-- START --

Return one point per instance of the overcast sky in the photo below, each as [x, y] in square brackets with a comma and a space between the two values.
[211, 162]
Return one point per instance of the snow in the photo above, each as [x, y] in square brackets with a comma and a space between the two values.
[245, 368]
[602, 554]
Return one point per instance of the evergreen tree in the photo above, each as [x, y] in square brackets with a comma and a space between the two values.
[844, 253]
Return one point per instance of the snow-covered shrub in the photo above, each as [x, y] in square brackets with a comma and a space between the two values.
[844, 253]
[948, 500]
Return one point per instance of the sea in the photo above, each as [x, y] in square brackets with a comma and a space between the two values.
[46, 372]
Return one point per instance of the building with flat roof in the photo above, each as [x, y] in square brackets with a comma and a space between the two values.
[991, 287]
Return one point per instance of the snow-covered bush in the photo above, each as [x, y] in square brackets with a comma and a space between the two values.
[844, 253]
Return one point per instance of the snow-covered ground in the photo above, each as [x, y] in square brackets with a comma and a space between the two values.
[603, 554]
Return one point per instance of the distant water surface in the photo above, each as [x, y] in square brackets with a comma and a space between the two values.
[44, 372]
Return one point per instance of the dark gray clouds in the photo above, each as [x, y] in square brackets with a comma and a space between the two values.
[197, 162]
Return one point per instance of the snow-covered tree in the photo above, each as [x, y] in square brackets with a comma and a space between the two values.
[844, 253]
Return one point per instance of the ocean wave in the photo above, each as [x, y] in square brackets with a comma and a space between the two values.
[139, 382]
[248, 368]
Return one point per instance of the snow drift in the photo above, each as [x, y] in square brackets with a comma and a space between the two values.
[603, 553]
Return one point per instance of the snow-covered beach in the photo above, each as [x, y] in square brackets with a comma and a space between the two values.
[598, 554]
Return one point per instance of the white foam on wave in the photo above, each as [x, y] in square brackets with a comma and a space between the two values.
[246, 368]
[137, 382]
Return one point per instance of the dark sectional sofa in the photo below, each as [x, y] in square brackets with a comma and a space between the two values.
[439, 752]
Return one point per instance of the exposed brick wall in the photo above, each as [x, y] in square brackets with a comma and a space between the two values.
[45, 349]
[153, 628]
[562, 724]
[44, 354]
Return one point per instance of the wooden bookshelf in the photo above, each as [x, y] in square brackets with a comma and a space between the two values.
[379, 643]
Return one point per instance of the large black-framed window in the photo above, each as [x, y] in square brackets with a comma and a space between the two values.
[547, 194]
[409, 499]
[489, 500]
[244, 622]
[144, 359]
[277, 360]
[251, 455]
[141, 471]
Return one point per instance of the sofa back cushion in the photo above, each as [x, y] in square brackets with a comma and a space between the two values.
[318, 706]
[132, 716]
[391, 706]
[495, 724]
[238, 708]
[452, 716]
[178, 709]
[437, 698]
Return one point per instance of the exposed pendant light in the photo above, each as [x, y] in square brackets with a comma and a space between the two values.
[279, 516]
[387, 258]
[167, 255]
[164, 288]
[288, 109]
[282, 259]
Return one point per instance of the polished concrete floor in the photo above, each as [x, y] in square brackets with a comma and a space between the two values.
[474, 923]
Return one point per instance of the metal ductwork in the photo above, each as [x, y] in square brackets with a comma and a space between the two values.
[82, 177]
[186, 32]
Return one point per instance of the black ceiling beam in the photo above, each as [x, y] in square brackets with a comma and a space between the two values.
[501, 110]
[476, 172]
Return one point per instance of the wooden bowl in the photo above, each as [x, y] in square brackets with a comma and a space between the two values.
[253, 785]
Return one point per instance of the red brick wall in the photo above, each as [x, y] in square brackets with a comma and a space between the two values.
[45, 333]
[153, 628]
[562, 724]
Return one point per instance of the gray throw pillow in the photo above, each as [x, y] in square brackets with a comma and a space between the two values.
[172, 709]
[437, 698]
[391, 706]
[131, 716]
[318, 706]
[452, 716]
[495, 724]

-- END --

GIVEN REQUEST >> Reproduce the entire listing above word for word, from its first line to its last, without changing or leaving out anything.

RESULT FOR THIS EXERCISE >>
Return one point per instance of the overcast sky in the photo below, each as [x, y] in square brackets with a comma and a space between the two values.
[211, 162]
Return one point per instance of the snow in the photo above, each as [x, y] in square brackets with a comma and a space between the two values.
[245, 368]
[602, 554]
Return one point per instance of the evergreen tree in the photo above, each as [x, y] in square brackets with a comma and a space between the two values.
[844, 253]
Return one point per instance of the snow-covered shrub in the photo above, each as [x, y] in square brackets with a comma and a space between the two values.
[844, 253]
[948, 500]
Return one point per instance of the sea in the photo above, each as [x, y] in square brackets with a comma and a space between the two values.
[46, 372]
Return one point per instance of the building with flat roof in the photo above, each as [x, y] in square brackets with a comma and a space between the two values.
[991, 287]
Return one point per instance of the snow-covered bush in the photo above, each as [x, y] in square brackets with a comma and a space between the two values.
[844, 253]
Return one point per instance of the snow-covered ground in the photo above, each as [x, y] in square brackets with a comma and a space between the two values.
[603, 554]
Return one point per instance of the distant water surface in the photo above, each as [x, y] in square brackets with a comma and a space between the two values.
[44, 372]
Return one point per instance of the dark gray clouds in the photo above, each as [x, y] in square brackets with a comma and a space between the two values.
[197, 162]
Return one point per instance of the snow-covered tree in the photo above, each as [x, y] in square brackets with a comma and a space between the two values.
[844, 253]
Return one point per instance of the ocean wave in the photo above, each as [x, y] in square brackets with a comma and a space between the two values.
[139, 382]
[248, 368]
Return one point per instance of the snow drift in the photo above, each as [x, y] in square brackets with a comma and a space between the two values.
[603, 553]
Return one point per instance of the snow-covered beach in the photo above, each as [x, y] in square brackets with a comma and a space between the two values.
[598, 554]
Return one point per instance of the white foam on wave in the photo above, each as [x, y] in square brackets with a comma and a space between the two values.
[246, 368]
[137, 382]
Return one point per instance of the dark sectional sofa in the photo below, each as [x, y] in square brackets with a comma and a space between the two values.
[439, 752]
Return one point per instance of the exposed brick wall in the photo above, each as [x, y] in square brackets with a comma and a space between the two values.
[45, 349]
[153, 628]
[562, 724]
[44, 354]
Return one point per instance of the wooden bookshelf in the photo above, each as [x, y] in square brackets with a comma and a space between the two values.
[379, 643]
Return one point per instance of the large black-framed window in the photo above, each as [x, y] in square brackets with a comma and a space between the two values.
[547, 194]
[409, 499]
[489, 500]
[244, 622]
[144, 359]
[277, 360]
[251, 455]
[141, 471]
Return one point per instance of the sofa back cushion in the photo above, each as [x, y] in square brackets with a comma and a space between the two values.
[318, 706]
[132, 716]
[391, 706]
[495, 724]
[238, 708]
[452, 716]
[178, 709]
[437, 698]
Return one point per instance of the exposed pendant light in the photo above, each as [x, y] in square brackets with a comma and a space between the two values.
[279, 516]
[387, 258]
[167, 255]
[164, 288]
[288, 109]
[282, 259]
Return one point per instance of the polished concrete floor in the photo above, each as [x, y] in square brackets with a comma and a space between the two values.
[474, 923]
Return one point per instance of the metal ductwork in the photo above, each as [x, y] in square brackets with a comma and a space between the two values.
[82, 177]
[186, 32]
Return one point per instance of the black ceiling beam in the photo above, each as [x, y] in square brackets with a comma and a space between the two values.
[501, 110]
[476, 172]
Return one point per instance of the wooden bowl in the photo above, each as [x, y] in square brackets with a comma and a space between the two values.
[253, 785]
Return one point per instance of the red brick wall in the photo above, each as [x, y] in square brackets with a comma and a space between the two values.
[45, 333]
[153, 628]
[562, 724]
Return one point per instance of the gray throw pillow in the photo above, each as [x, y] in square brackets with a comma and a space between the two values.
[172, 709]
[437, 698]
[391, 706]
[131, 716]
[318, 706]
[452, 716]
[495, 724]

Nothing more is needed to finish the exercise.